§ Qué debes hacer
Indica qué lugares de España visitó Byron según el texto sobre lord Byron.

§ Texto de estudio
Tribuna

Antonio Rivero Taravillo

Dos siglos de lord Byron

Para los españoles, Byron tiene además el atractivo de que visitó nuestro país, Sevilla y Cádiz, con el Puerto de Santa María también, donde asistió a una corrida

Dos siglos de lord Byron

Dos siglos de lord Byron

Nacido George Gordon Byron, por vicisitudes de las que la genealogía entiende, y por el azar muñidor de glorias terrestres y títulos heráldicos, aquel chico zambo y lascivo, del que una sirvienta abusó sexualmente inoculándole el gusano retorcido del deseo, se convirtió en lord a una edad en la que otros galopines no tienen más responsabilidad que la del juego. Inicialmente, ese título lo hizo ser miembro de la Cámara de los Lores; luego, conforme su obra fue publicándose y él haciéndose perversamente más famoso y rico (vendió miles de ejemplares), lord Byron llegó a ser sinónimo de descarado, lúbrico, incestuoso, peligro para damas a las que engañaba con sus hijas y para doncellas que iban por libre (y para mozos de crespas cabellera). Él, que también las escribió, se convirtió en una leyenda más en vida. La muerte en la griega Missolonghi no hizo sino acrecentarla (aunque su fallecimiento fuera en realidad por fiebres y a causa de las sangrías de los médicos, no por acciones de guerra o la roja insignia del valor derramada en el campo de batalla).

Cuando una leyenda es tan deslumbrante y seductora como la suya, prototipo del más radical romanticismo con traslación al campo inglés de aquella tempestad, de aquel ímpetu que en Alemania rasgaron el velo comedido del neoclasicismo y dejaron desnuda el alma humana, la obra suele quedar eclipsada sol de la persona (a veces es máscara). De lord Byron saben hasta quienes no leen un verso en su vida, pues se ha convertido en arquetipo. Pero merece la pena leerlo, aunque sea en pequeñas dosis.

El problema es que su desparpajo irreverente donde brilla de verdad es en la lengua inglesa de los originales, y en sus juegos de rimas de tan difícil traslación al español. No obstante, sus poemas suelen ser narrativos, y aquí al menos se mantiene el hilo (un hilo que se convierte a veces en enredada madeja en las digresiones tan abundantes del largo poema Don Juan, que no llegó a concluir, obra maestra de la improvisación y del alargamiento).

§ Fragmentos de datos

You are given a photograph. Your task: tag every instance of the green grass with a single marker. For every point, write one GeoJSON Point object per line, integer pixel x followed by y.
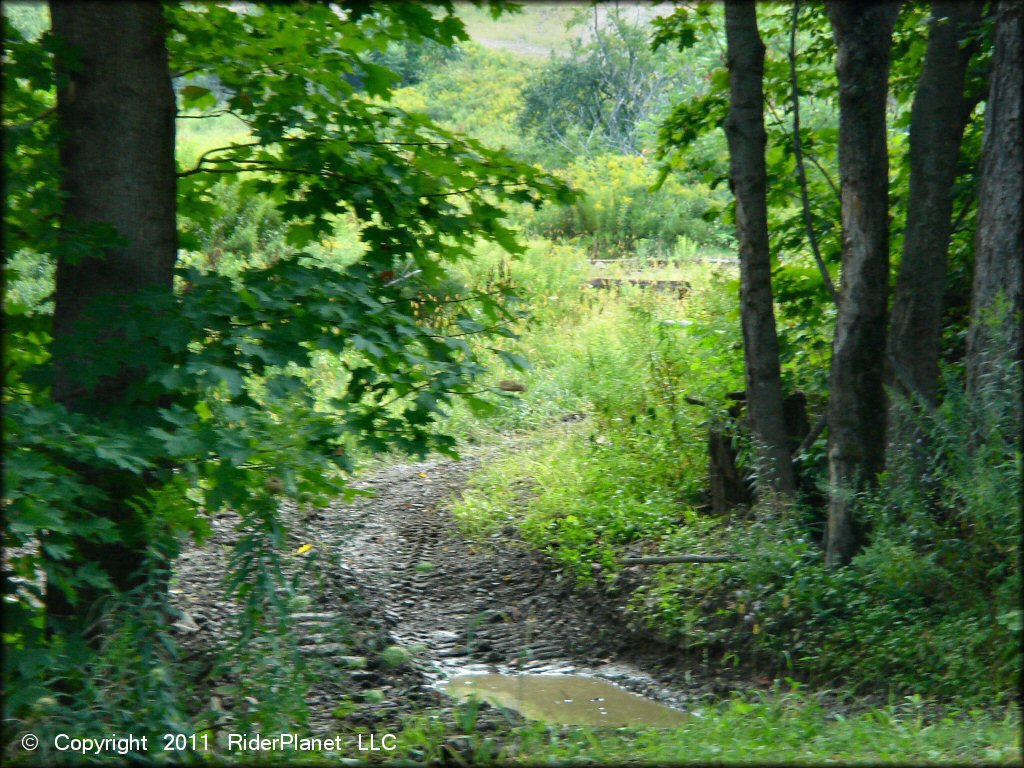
{"type": "Point", "coordinates": [776, 727]}
{"type": "Point", "coordinates": [534, 32]}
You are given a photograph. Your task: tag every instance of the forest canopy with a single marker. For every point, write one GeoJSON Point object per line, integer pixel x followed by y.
{"type": "Point", "coordinates": [748, 278]}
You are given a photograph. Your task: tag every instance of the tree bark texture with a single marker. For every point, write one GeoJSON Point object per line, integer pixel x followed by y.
{"type": "Point", "coordinates": [998, 266]}
{"type": "Point", "coordinates": [938, 118]}
{"type": "Point", "coordinates": [857, 404]}
{"type": "Point", "coordinates": [116, 110]}
{"type": "Point", "coordinates": [745, 131]}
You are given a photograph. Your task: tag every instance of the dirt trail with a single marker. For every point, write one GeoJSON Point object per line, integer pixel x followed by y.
{"type": "Point", "coordinates": [397, 563]}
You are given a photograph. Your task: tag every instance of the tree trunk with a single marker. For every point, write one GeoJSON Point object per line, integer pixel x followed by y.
{"type": "Point", "coordinates": [116, 110]}
{"type": "Point", "coordinates": [745, 131]}
{"type": "Point", "coordinates": [857, 404]}
{"type": "Point", "coordinates": [937, 121]}
{"type": "Point", "coordinates": [998, 266]}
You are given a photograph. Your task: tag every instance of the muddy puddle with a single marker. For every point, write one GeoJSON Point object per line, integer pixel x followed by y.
{"type": "Point", "coordinates": [568, 699]}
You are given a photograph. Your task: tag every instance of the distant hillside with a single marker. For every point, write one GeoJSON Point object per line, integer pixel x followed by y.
{"type": "Point", "coordinates": [541, 27]}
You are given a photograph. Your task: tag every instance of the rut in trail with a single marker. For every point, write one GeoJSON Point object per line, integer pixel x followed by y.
{"type": "Point", "coordinates": [396, 567]}
{"type": "Point", "coordinates": [499, 606]}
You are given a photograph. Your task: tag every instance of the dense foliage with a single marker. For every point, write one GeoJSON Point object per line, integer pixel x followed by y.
{"type": "Point", "coordinates": [223, 416]}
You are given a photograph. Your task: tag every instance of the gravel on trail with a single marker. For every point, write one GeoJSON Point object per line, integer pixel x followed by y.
{"type": "Point", "coordinates": [400, 599]}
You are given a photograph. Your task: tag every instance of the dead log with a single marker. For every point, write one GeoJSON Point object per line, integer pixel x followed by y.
{"type": "Point", "coordinates": [680, 287]}
{"type": "Point", "coordinates": [678, 558]}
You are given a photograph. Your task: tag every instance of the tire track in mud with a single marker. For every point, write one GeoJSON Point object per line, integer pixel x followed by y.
{"type": "Point", "coordinates": [394, 568]}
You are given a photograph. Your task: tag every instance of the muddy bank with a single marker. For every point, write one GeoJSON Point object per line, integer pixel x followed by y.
{"type": "Point", "coordinates": [399, 600]}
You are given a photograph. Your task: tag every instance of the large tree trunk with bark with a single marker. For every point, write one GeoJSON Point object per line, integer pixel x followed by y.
{"type": "Point", "coordinates": [116, 110]}
{"type": "Point", "coordinates": [745, 131]}
{"type": "Point", "coordinates": [998, 266]}
{"type": "Point", "coordinates": [938, 118]}
{"type": "Point", "coordinates": [857, 403]}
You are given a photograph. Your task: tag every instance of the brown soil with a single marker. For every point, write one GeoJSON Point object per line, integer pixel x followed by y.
{"type": "Point", "coordinates": [394, 569]}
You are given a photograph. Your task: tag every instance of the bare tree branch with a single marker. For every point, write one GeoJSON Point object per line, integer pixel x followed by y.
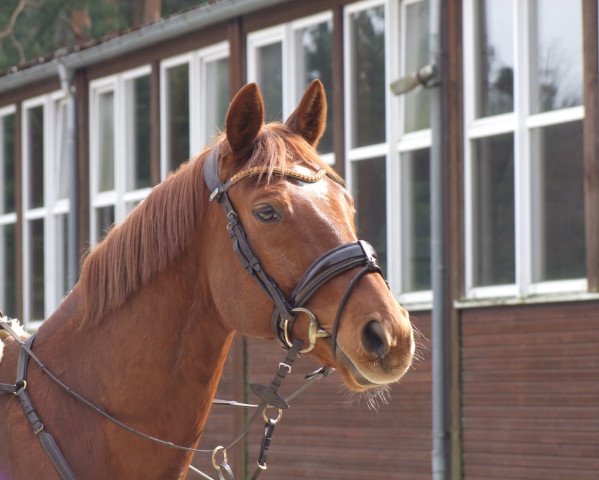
{"type": "Point", "coordinates": [18, 46]}
{"type": "Point", "coordinates": [8, 31]}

§ Tu respuesta
Sevilla y Cádiz, y también el Puerto de Santa María.